▶ **Provided information**:
+ + + + +

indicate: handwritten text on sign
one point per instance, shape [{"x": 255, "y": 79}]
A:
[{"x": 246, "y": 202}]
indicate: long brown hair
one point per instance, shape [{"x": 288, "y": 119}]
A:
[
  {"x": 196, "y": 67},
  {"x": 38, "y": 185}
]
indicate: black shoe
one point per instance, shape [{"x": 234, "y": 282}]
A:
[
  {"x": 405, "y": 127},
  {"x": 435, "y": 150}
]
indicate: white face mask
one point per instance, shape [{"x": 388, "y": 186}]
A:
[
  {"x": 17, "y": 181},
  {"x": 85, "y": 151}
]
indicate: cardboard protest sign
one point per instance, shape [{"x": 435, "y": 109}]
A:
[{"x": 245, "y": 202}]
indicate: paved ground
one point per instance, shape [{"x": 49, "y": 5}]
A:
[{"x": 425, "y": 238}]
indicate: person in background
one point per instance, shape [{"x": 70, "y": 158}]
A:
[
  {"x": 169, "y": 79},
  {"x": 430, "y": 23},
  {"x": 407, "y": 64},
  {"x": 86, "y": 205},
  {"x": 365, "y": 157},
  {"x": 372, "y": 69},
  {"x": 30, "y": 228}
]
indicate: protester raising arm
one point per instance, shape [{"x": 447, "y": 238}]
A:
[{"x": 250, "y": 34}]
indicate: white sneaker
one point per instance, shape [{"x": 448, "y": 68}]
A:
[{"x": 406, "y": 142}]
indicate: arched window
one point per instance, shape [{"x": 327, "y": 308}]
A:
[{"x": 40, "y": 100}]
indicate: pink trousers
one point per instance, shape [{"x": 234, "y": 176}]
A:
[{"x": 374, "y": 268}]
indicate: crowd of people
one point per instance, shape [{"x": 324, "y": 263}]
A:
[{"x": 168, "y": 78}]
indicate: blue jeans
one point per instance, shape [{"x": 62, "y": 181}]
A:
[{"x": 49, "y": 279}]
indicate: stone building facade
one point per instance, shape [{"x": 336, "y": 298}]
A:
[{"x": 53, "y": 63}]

+ + + + +

Reproduce exactly every line between the line with "indicate: stone building facade" and the last line of the records above, both included.

indicate: stone building facade
one point per instance, shape [{"x": 336, "y": 298}]
A:
[{"x": 53, "y": 63}]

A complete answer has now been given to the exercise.